─── Material provided

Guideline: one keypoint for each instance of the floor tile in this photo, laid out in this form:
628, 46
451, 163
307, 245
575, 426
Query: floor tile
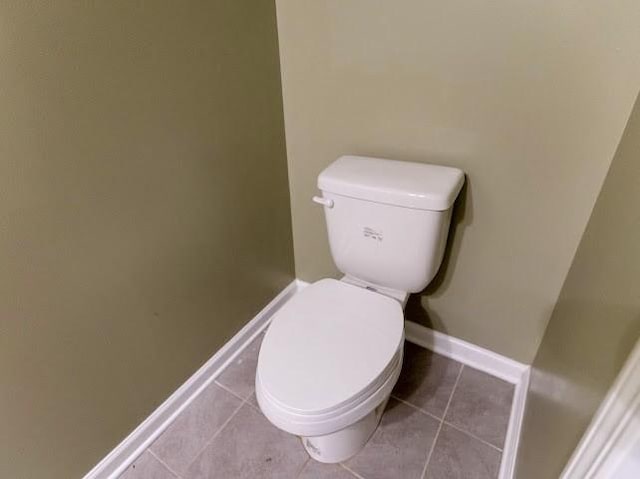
147, 467
427, 379
189, 433
240, 375
400, 444
459, 456
249, 447
317, 470
481, 405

──────

Aim of the exercise -> Repeat the data exactly as written, but without the pictures.

Task solution ->
Guideline: one keypoint for each instance of the floor tile in this photo, laid out in this form:
628, 46
451, 163
307, 245
575, 426
Query: floor tile
147, 467
427, 379
189, 433
240, 375
400, 444
459, 456
249, 447
317, 470
481, 405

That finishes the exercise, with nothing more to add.